→ Stated goal:
Starting at the line that contains "Task: indicate every instance of the paper towel roll" and continuing through the last line of the records, reproduce every line, requests included, but scale each keypoint coordinate in the answers by 1.15 and round it to a whole number, with halves rounding up. Leave the requests and their sample coordinates unchanged.

Stored records:
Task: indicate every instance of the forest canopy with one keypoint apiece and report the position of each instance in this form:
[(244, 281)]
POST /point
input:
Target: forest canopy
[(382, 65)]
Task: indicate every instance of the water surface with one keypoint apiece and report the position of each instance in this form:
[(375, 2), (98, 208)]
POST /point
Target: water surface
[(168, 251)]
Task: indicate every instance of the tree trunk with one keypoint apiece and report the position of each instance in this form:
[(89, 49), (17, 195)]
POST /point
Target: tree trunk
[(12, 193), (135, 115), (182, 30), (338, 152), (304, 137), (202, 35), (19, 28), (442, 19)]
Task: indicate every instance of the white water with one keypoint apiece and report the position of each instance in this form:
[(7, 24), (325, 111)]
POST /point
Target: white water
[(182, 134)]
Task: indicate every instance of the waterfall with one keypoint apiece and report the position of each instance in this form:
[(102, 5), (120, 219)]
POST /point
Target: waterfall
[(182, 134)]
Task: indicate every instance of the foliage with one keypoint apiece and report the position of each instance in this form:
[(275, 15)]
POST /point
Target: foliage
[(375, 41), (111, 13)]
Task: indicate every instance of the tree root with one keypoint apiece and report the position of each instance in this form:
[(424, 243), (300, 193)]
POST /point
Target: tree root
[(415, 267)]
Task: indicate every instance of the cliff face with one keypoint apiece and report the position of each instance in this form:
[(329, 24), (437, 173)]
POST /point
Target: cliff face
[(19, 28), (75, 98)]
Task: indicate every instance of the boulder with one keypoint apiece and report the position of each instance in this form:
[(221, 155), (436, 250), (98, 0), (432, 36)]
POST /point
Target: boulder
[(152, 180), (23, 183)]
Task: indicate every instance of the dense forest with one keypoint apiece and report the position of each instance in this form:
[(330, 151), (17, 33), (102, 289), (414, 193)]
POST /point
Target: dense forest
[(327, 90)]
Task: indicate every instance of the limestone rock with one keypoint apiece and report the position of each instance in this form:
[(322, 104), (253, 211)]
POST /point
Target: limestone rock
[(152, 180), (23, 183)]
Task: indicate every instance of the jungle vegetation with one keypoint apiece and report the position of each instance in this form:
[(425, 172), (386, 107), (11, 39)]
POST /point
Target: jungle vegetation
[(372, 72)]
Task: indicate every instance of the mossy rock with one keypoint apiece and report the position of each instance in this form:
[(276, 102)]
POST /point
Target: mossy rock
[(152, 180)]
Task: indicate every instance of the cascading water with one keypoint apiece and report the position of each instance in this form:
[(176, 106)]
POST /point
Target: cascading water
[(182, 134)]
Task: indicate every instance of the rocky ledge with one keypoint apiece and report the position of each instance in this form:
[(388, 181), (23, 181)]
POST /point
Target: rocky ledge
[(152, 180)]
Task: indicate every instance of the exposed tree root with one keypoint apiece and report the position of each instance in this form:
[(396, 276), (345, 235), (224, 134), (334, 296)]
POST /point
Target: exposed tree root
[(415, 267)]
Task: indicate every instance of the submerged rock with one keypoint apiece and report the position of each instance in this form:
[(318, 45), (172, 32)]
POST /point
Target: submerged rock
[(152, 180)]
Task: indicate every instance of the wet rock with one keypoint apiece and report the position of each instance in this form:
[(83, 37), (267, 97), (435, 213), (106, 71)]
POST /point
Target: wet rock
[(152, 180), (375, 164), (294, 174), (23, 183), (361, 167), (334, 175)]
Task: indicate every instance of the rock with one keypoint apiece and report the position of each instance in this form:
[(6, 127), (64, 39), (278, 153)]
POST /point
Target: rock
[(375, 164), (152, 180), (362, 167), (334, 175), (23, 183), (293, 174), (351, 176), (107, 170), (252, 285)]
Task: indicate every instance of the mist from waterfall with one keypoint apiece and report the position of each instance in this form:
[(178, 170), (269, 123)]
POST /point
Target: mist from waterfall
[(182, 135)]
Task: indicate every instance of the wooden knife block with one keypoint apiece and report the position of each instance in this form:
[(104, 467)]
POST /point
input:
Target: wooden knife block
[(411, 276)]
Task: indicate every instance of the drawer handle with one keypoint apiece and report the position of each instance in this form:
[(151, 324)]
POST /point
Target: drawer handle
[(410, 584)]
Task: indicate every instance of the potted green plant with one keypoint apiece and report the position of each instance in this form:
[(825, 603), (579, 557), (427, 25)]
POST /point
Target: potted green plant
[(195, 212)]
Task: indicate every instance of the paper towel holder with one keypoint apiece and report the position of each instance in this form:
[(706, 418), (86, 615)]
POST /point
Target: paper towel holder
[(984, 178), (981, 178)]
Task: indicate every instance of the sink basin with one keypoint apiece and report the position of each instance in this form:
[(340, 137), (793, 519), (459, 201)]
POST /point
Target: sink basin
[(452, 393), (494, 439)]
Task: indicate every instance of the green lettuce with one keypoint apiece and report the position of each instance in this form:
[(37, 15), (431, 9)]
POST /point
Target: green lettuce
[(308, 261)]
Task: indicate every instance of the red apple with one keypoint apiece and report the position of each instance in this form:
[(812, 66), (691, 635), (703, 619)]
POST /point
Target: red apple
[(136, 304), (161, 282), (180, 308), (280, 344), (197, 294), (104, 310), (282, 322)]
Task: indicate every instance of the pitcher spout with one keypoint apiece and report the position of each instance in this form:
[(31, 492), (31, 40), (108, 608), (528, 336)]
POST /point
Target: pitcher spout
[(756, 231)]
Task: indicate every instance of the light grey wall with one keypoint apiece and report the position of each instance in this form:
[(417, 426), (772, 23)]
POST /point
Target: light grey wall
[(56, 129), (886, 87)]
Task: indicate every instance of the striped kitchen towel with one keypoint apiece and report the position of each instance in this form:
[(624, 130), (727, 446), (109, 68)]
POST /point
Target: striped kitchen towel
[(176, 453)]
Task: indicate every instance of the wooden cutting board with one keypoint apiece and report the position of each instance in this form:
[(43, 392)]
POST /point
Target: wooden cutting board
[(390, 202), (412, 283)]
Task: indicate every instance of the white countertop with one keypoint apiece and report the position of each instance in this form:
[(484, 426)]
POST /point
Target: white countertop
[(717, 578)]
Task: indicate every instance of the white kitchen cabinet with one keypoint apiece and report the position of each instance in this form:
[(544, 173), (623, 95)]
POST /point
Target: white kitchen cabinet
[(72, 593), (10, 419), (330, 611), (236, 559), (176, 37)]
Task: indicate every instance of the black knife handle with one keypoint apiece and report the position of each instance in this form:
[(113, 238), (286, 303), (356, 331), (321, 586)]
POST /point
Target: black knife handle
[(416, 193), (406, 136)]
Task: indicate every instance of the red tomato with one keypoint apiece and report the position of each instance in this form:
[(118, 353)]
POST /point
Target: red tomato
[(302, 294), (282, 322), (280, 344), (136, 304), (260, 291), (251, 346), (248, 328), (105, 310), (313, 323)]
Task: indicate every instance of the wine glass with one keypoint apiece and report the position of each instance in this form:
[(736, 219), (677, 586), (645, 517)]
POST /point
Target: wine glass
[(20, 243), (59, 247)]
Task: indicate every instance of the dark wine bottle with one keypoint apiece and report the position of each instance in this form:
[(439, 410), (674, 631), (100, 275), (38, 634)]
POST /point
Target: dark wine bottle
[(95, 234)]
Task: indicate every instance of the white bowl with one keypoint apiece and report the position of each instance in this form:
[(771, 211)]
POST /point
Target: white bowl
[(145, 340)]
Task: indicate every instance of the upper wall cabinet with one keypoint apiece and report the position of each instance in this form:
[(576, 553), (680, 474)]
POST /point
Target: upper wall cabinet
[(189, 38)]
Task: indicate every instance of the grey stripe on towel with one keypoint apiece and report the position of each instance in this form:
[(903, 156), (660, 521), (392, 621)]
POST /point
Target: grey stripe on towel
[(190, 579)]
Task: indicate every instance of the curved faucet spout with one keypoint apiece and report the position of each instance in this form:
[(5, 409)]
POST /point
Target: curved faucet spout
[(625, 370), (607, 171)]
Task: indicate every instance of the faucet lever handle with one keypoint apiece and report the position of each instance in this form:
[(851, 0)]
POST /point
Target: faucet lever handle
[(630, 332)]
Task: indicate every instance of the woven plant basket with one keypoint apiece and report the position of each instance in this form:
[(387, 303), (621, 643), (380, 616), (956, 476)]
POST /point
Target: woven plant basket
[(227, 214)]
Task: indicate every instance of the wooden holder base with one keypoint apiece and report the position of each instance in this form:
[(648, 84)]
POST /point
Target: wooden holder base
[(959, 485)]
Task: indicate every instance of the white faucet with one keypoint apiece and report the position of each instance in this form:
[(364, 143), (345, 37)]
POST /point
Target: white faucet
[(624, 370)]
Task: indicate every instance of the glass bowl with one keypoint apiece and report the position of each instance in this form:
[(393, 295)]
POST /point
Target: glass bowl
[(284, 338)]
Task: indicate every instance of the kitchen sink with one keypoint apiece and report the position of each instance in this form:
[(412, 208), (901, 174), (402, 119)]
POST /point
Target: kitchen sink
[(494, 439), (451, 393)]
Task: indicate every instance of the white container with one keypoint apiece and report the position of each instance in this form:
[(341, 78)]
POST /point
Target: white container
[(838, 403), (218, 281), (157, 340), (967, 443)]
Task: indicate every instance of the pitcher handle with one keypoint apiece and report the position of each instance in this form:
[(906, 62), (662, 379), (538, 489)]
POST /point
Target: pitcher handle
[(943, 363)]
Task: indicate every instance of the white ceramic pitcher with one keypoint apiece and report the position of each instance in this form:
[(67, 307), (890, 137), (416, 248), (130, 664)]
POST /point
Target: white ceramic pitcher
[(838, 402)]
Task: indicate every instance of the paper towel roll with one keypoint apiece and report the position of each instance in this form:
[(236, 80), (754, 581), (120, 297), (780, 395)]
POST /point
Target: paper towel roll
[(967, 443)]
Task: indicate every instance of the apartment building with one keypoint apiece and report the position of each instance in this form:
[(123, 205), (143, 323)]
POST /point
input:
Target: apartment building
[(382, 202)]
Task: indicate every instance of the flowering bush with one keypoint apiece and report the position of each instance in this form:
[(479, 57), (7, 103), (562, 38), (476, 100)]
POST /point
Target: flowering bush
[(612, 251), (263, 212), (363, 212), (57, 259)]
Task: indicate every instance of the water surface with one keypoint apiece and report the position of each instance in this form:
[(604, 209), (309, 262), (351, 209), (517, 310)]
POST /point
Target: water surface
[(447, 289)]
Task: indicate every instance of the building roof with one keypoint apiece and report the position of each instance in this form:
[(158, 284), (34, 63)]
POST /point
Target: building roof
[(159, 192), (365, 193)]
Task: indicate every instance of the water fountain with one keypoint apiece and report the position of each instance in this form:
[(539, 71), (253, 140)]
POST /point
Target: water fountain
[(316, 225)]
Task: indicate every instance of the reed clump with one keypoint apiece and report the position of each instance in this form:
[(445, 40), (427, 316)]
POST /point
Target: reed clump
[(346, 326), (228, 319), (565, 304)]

→ Task solution:
Task: indicate every instance of the paper towel roll with one keypoint apiece and report the position of each instance in this form:
[(236, 80), (754, 581), (120, 297), (780, 395)]
POST /point
Target: paper towel roll
[(1112, 509)]
Task: indicate every instance of the apartment building with one keypoint apiece and report the position of each instance in this form:
[(123, 205), (143, 323)]
POST /point
input:
Target: apartment building
[(439, 232)]
Task: indicate every instance of the flowering bush with one keypoint apiece and report the position of each instance in this form:
[(479, 57), (7, 103), (562, 38), (476, 100)]
POST /point
Target: flowering bush
[(704, 289), (302, 244), (417, 244), (66, 298)]
Task: indicate every instance of the water surface with one keypoint apiece and report the position of each instance in this form:
[(604, 209), (309, 262), (351, 209), (517, 310)]
POST /point
Target: water surface
[(514, 332)]
Task: indicate every instance of the building roof with one keypoint apiece and report the position of each instance in this form:
[(158, 284), (34, 63)]
POST /point
Target: building roof
[(183, 221), (420, 222)]
Task: indicate every instance of the water fountain with one keypoint apiece and report the position of each instance in this form:
[(539, 71), (253, 140)]
POST /point
Target: water fountain
[(363, 259)]
Task: indicate every instance of the reed clump with one keypoint apiece and report the position of each instance in this form:
[(445, 40), (427, 316)]
POST /point
Target: reed clump
[(398, 375), (262, 367), (650, 350)]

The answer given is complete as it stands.